## Prompt
Please print the data again exactly as given.

►

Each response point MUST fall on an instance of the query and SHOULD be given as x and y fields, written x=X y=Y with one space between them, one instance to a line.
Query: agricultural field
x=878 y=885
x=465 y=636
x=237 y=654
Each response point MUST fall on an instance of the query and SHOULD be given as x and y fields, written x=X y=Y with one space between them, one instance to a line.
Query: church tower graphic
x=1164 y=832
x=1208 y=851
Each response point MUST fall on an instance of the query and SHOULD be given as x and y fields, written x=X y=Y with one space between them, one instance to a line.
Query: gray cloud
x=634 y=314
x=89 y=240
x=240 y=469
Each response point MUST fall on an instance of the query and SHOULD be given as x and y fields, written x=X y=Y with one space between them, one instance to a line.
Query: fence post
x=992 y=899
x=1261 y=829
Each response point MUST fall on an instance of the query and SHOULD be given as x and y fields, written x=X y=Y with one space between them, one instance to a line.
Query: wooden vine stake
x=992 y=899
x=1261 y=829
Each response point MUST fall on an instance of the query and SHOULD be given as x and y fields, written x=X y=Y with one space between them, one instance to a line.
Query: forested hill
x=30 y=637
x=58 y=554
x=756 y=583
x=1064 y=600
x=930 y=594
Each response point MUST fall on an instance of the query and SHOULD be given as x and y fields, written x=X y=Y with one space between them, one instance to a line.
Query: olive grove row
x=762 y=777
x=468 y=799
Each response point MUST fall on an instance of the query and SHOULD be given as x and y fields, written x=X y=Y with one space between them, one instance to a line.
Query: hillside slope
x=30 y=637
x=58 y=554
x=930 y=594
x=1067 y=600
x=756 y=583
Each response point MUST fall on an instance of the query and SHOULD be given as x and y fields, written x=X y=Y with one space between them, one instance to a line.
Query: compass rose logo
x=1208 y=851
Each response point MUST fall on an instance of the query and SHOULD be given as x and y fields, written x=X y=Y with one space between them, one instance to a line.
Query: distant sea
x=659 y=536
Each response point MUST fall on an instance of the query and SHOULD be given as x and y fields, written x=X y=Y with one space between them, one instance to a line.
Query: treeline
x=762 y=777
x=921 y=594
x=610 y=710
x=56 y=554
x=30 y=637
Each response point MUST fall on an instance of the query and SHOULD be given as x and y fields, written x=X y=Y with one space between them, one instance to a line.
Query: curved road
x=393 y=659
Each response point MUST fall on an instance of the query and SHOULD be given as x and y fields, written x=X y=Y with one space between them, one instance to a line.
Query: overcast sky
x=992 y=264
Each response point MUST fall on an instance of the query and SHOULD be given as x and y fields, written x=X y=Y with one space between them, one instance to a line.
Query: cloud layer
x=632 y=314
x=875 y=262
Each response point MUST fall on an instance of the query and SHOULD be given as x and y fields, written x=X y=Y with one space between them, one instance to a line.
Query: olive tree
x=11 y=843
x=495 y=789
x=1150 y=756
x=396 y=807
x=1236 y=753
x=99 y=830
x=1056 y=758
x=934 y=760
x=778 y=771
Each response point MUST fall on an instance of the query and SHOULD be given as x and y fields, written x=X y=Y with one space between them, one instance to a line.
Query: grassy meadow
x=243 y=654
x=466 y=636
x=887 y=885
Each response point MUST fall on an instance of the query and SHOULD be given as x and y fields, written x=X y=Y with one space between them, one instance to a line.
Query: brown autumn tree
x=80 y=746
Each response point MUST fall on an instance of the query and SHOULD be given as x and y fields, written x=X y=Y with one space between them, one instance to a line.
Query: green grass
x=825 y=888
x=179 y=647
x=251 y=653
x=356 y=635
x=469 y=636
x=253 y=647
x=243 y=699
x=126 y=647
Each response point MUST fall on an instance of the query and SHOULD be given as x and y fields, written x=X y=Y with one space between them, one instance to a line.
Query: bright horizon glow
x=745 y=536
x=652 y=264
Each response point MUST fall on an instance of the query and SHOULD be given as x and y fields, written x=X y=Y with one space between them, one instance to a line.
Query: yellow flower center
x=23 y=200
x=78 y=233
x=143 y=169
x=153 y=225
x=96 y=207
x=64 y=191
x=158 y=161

◄

## Output for this exercise
Each response point MUST fall on an instance of the query and SHOULD be given as x and y fields, written x=X y=Y with one space between them, one instance to a line.
Query: agricultural field
x=878 y=885
x=465 y=636
x=237 y=654
Each response point MUST fall on an instance of the query and SHOULD be given as x and y fields, written x=X y=Y with one space between them, one instance to a line.
Query: church tower graphic
x=1164 y=832
x=1208 y=851
Each response point MUST fall on an instance of the query and SHOULD be given as x and y fields, written x=X y=Y with one space between them, one instance to a line.
Query: gray cloud
x=634 y=314
x=89 y=240
x=240 y=469
Each response point MUST fall on an instance of the query and SHOULD be given as x and y fields, written x=X y=Y with one space between them, one instance to a line.
Query: fence post
x=992 y=899
x=1261 y=829
Each response point MUST fall on an instance of the query and SHOULD be given as x and y fields, written x=X y=Y with one space between them, one instance to a line.
Query: wooden vine stake
x=992 y=899
x=1261 y=829
Each response point MUST fall on an instance of the query and SHOULD be given as x and y fields, written x=X y=Y with one space between them, one instance to a line.
Query: forested hill
x=30 y=637
x=58 y=554
x=756 y=583
x=1064 y=600
x=930 y=594
Each response point MUST fall on an instance of the query and SHOULD be given as x and y fields, written x=X y=Y with one space between them, one instance to a line.
Query: olive grove row
x=762 y=777
x=468 y=799
Each response point MUST fall on an instance of the query and SHOULD be given as x and y fields, written x=X y=Y with one space between them, one instance to a line.
Query: hillside slope
x=30 y=637
x=58 y=554
x=930 y=594
x=1067 y=600
x=756 y=583
Each response point MUST fall on an instance of the query and SHOULD be given as x and y fields, written x=X y=Y with one space between them, one instance to a line.
Query: compass rose logo
x=1208 y=851
Each response point MUST fall on an instance of the query and SHOULD be given as x and y fields, written x=X y=Y with one space between them, one instance to a line.
Query: distant sea
x=659 y=536
Each response point MUST fall on an instance of the query and SHOULD be given as x and y fields, written x=X y=Y with one space between them, one instance to a line.
Query: treeline
x=762 y=777
x=921 y=594
x=610 y=710
x=56 y=554
x=30 y=637
Each response point MUST fall on an instance of the query and SHOULD be given as x and y fields, written x=X y=Y with one space between them, one instance to a line.
Query: curved road
x=393 y=659
Each response point MUST fall on an instance of the query and SHOULD be given as x and y fields, written x=X y=Y with one space between them, one instance to a line.
Query: overcast sky
x=992 y=264
Each response point MUST fall on an instance of the query and SHOULD be given as x and y fields, written x=X y=Y with one space between them, one instance to a line.
Query: cloud layer
x=632 y=314
x=875 y=262
Each response point MUST fall on an instance of the query and SHOULD be given as x and y fields, written x=X y=Y with one space between them, one instance to a line.
Query: olive tree
x=11 y=843
x=495 y=789
x=1150 y=756
x=396 y=807
x=1236 y=753
x=99 y=830
x=1056 y=758
x=934 y=760
x=778 y=771
Each response point MUST fall on an instance of the query and SHOULD be given as x and y fields, written x=X y=Y with one space between them, one instance to a line.
Query: grassy meadow
x=243 y=654
x=466 y=636
x=887 y=885
Each response point MUST fall on an instance of the query and SHOULD be given as x and y fields, written x=X y=Y with one space between them, one instance to a line.
Query: brown autumn tree
x=80 y=746
Each response point MUST fall on an instance of the query and SHOULD be given as x and y fields, written x=X y=Y with one space between them, one instance to a line.
Query: green grass
x=825 y=888
x=179 y=647
x=251 y=653
x=356 y=635
x=469 y=636
x=253 y=647
x=243 y=699
x=126 y=647
Each response point MUST fall on an instance of the query and SHOULD be given as x and y fields, written x=X y=Y with one space between them, one instance to a line.
Query: bright horizon glow
x=745 y=536
x=652 y=264
Each response point MUST fall on an instance of the query and SHOULD be given as x and y fields, written x=X y=Y with one space between them, one instance to a line.
Query: yellow flower center
x=23 y=200
x=78 y=233
x=143 y=169
x=153 y=225
x=96 y=207
x=64 y=191
x=158 y=161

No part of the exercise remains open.